**Given exercise**
Please revise the stretch of records from the line containing "of every dark" through the line containing "[470,396,541,419]" by replacing "dark blotch" with "dark spot", leaving everything else unchanged. Return only those lines.

Entries from an annotation dataset
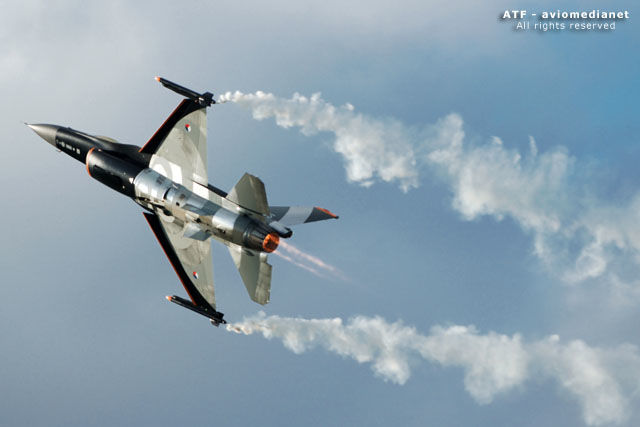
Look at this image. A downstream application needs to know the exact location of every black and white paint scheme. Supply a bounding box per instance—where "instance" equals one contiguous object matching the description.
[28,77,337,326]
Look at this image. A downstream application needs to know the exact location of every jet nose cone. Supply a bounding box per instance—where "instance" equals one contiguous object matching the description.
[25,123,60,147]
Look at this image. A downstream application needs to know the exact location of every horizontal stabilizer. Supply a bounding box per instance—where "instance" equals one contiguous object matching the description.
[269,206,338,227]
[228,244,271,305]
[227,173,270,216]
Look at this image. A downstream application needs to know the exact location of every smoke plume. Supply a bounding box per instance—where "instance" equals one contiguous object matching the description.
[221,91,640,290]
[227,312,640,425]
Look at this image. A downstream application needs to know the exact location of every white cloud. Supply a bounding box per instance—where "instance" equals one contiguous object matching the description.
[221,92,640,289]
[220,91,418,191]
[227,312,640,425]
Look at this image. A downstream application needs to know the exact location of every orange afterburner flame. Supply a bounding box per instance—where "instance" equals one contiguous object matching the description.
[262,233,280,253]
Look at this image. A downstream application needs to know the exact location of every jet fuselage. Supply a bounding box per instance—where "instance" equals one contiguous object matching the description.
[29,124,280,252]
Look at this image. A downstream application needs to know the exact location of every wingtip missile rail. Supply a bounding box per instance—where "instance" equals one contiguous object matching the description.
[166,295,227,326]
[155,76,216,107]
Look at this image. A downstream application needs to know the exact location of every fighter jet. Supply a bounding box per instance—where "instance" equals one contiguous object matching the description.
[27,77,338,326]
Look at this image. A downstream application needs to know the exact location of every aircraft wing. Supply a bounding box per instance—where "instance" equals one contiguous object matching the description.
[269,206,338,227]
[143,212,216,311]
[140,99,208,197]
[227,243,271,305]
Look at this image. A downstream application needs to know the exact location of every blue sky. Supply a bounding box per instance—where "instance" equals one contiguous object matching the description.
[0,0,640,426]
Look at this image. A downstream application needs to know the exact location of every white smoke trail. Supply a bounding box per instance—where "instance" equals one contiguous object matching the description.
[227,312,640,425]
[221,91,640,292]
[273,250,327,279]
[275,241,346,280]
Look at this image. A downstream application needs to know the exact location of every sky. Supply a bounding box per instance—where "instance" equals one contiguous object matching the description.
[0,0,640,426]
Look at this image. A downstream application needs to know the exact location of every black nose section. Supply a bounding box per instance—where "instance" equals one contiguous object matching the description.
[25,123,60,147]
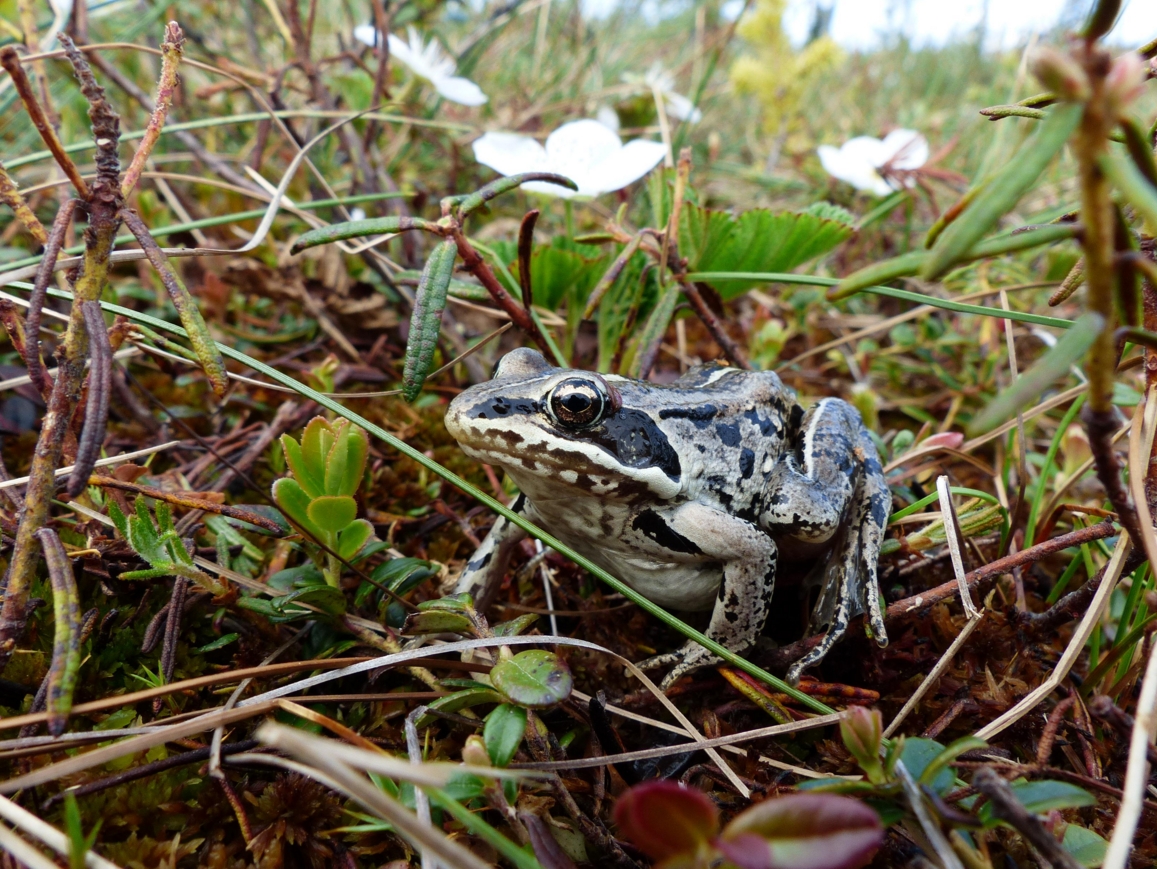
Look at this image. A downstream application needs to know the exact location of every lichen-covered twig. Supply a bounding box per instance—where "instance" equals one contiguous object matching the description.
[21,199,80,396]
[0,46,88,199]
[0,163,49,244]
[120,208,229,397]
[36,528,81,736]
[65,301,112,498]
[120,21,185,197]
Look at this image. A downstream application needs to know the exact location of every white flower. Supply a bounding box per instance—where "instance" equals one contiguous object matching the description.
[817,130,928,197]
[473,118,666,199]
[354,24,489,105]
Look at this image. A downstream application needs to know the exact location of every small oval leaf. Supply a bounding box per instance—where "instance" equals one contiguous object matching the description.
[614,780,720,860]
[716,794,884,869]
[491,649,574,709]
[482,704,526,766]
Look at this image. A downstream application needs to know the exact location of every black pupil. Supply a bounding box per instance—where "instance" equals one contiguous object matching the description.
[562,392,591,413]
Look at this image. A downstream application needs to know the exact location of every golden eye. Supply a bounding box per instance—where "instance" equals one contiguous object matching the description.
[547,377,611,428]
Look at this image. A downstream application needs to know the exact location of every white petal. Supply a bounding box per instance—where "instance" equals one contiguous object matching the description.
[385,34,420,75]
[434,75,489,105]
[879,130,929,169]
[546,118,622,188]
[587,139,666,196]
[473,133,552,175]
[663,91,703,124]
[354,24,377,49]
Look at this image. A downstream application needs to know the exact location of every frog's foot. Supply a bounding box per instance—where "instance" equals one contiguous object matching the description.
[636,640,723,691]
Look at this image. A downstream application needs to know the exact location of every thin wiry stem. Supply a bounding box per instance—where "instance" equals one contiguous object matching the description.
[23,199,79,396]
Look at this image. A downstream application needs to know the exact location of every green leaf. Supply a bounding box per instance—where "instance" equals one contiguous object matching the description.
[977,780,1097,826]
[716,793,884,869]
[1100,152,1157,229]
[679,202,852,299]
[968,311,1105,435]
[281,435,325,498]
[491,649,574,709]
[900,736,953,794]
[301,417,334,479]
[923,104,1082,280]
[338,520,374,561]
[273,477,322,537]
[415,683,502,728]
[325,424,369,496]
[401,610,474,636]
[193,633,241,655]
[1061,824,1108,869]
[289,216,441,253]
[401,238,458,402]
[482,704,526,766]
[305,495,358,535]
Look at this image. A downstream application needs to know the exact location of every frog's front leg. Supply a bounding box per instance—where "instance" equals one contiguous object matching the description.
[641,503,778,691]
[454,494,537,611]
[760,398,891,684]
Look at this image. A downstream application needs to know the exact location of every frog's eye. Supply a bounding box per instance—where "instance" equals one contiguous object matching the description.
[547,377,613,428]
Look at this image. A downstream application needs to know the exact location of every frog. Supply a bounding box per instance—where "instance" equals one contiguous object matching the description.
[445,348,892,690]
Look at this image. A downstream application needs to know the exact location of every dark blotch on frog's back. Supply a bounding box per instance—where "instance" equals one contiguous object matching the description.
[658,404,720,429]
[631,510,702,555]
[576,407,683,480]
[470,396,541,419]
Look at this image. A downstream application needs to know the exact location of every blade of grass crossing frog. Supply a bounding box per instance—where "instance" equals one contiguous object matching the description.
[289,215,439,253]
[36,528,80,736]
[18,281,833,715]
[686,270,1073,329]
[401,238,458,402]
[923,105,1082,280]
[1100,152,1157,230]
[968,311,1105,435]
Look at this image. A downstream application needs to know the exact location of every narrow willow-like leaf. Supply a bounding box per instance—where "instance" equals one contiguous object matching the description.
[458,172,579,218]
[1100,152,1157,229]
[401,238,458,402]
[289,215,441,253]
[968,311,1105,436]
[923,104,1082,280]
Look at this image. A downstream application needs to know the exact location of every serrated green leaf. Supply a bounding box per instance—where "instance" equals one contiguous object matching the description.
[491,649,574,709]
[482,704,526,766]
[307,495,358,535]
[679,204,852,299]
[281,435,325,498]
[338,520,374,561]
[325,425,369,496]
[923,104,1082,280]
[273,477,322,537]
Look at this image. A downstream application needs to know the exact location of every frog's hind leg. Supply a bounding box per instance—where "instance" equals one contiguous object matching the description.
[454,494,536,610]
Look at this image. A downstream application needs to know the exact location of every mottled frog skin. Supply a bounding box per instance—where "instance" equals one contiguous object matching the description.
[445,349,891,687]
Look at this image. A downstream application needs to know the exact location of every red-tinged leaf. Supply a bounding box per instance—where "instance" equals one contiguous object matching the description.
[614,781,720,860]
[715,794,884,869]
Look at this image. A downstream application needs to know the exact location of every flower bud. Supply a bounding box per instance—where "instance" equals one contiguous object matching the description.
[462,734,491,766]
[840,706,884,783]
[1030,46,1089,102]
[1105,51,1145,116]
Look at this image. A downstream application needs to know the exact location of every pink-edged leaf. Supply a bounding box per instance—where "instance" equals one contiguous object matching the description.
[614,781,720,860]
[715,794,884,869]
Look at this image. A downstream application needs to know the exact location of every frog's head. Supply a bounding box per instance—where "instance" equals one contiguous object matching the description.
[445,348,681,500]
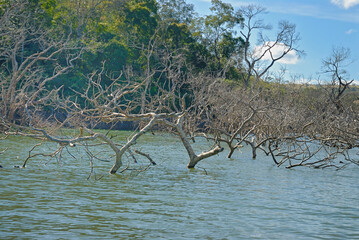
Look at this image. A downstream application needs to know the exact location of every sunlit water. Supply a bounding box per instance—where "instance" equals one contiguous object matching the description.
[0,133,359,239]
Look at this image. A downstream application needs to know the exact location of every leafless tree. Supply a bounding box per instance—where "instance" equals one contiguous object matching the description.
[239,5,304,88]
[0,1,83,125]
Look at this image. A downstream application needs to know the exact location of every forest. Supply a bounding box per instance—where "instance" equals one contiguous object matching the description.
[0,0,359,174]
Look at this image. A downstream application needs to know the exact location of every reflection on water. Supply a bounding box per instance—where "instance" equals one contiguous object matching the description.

**Output for this exercise**
Look at this image. A downstream application needs to know the exact location of every dark spot on frog's back. Supply a bounding box per instance—where "instance" equals one contiguous object matching the description.
[658,404,720,429]
[631,510,702,555]
[576,407,683,480]
[470,396,541,419]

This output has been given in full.